**Reading passage**
Propane torch on the lid only, clean the lid and she will burn better.


----------



## willyC (May 6, 2010)

Barry Digman said:


> . And yes, I've picked it up before it cooled off.


As a blacksmith, I can empathize.


----------



## Ravenseye (Apr 2, 2006)

Ugggh. Used a propane torch to clean a hive tool on Saturday. Burned off the junk and tossed it on the work bench. Popped the top on a beer and walked by the bench. Without thinking, I grabbed the nice clean hive tool. I broke the giant blister on my finger today. OWWWWW, that hurt.

However, I do use a torch to clean my smoker which often burns cedar chips. The hot torch gets the junk soft enough to scrape off. The rest stays in the smoker and I'm happy that it's there. It's a smoker, not a surgical tool.


----------



## Undertaker (Mar 31, 2011)

doc25 said:


> I would try alcohol. Drink enough and you really won't care how dirty the smoker is!



I'm with Doc on this one....


----------



## pwadstein (Mar 24, 2012)

Undertaker said:


> I'm with Doc on this one....


have u try to leave it in cold water over night? 
next morning just clean it whit your hive tool..
easy and no chemicals...


----------



## RogerCrum (Jun 19, 2011)

Rooster, mix up a 10% solution of sodium hydroxide and let the stainless steel smoker soak in it overnight. Use chemical resistant gloves, a plastic apron and wear safety goggles. Rinse well and keep solution away from children.

I managed a commercial chemical tanker cleanout facility and that is what we used to clean paints, resins, truck bed liner coatings, undercoat, can liner, undercoat, etc.we would always get the insides of the tankers 100% clean.


----------



## WWW (Feb 6, 2011)

I have never cleaned my smoker other than to pick off the large flakes that form under the funnel lid, if I felt the need for it to be spotless each time that I used it then I would have to find another hobby, each time that I open my smoker to light it and see and smell the tar and creosote inside a feeling of joy comes over me with memories of my Dad taking care of his bees years ago, quite frankly I like my smoker just the way it is.


----------



## Cleo C. Hogan Jr (Feb 27, 2010)

Entries from a dataset
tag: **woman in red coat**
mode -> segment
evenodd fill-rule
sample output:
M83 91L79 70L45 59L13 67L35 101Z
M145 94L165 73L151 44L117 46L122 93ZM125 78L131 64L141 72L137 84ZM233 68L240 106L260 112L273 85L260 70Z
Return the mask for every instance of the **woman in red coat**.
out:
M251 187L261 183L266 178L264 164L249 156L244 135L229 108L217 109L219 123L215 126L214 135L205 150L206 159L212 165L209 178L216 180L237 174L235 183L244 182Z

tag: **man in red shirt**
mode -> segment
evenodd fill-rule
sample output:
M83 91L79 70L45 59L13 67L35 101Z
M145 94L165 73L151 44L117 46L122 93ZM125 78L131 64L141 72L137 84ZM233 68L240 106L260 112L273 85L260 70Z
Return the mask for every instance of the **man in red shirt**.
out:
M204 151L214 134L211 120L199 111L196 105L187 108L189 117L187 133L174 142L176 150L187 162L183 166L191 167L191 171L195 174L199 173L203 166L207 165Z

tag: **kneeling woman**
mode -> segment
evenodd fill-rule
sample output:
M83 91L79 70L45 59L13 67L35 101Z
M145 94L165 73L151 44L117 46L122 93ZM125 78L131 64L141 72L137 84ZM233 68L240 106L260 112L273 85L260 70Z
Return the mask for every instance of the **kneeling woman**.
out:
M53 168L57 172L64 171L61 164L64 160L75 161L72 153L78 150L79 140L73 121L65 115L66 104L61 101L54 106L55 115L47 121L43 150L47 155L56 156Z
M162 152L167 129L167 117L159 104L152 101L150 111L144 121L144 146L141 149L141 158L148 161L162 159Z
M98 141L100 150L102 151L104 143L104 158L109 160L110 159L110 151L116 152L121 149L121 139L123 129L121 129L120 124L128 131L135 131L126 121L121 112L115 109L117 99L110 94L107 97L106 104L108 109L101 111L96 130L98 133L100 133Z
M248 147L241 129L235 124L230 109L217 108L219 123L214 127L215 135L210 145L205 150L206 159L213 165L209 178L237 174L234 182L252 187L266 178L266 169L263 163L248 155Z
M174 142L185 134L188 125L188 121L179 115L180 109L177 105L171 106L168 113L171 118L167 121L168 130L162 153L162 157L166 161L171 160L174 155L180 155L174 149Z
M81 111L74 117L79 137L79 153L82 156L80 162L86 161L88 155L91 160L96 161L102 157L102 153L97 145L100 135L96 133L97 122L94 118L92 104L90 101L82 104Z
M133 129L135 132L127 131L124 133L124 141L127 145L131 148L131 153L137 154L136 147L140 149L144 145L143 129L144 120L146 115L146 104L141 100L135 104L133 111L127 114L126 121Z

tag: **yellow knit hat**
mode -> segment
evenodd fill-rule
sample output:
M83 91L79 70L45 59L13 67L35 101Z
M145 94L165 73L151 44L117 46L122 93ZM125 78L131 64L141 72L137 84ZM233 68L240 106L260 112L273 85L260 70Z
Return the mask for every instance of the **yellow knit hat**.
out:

**Directions**
Go on with the forum thread about cleaning a bee smoker, picking up after its last line. These entries have nothing to do with the forum thread about cleaning a bee smoker.

**Task answer**
How about a sand blaster, or a steam ginny?? 

Better yet, just hire Serve Pro to clean it. They specialize in fire cleanup and restoration.

I scrape mine with a hive tool, and it works fine.

cchoganjr


----------



## RickR (Mar 19, 2010)

If you insist on cleaning the smoker you might try a fireplace glass cleaner. I use a product that I get from Lowes called IMPERIAL 22 Oz. Clear Flame Glass Cleaner  IMPERIAL Clear Flame Glass Cleaner to clean the glass doors on our fireplace insert. I does an excellent job of removing soot and creosote from the glass, and it hasn't harmed the metal frame around the glass. It's is a very strong alkali solution like lye so be very careful if you use it.


----------



## StevenG (Mar 27, 2009)

I've had mine six years, during the season it gets used weekly. Only cleaning is to occasionally clean the creosote off the top of the barrel and the inside of the lid so it will close again. It gives me no problems, no difficulties. I'd rather spend the time with the bees, in the shop, or with family than cleaning the smoker. 
Regards,
Steven


----------



## Michael Bush (Aug 2, 2002)

How about acceptance? I would use the torch when there is too much...


----------



## Jeffrey Todd (Mar 17, 2006)

I love the sound of the hum of bees at work, the sight of newly-drawn white comb, the warmth of the summer sun on my hands while working, and the aroma of a well-used smoker with a steady curl of smoke drifting up and out to mingle with the fragrance of fresh nectar. Whenever my smoker is unlit, I carry it in the cab of my truck just so I can enjoy the sweet smoky smell that evokes so many fond memories and reflections on my decades of beekeeping. On cold winter days I like to have my smoker close by me as I work in the shed; instantly I am transported out to the apiary, working with the bees. When the day comes that I no longer can keep bees, I will still keep that smoker,. Uncleaned


----------



## chaindrivecharlie (Apr 6, 2008)

Isn't that called compulsive something or another.  I have never cleaned a smoker ever. That being said, I probally never will either. Been keeping bees on and off 44 years. 2 smokers are all I ever needed. The first 1 worked with 450 hives for 10 years. It lasted another 5 after that with less hives. Its a smoker, its supposed to look that way.


----------



## notaclue (Jun 30, 2005)

I first found this at UMN apiary section poster 160

http://beelab.umn.edu/Resources/Free-bees/index.htm


----------



## max2 (Dec 24, 2009)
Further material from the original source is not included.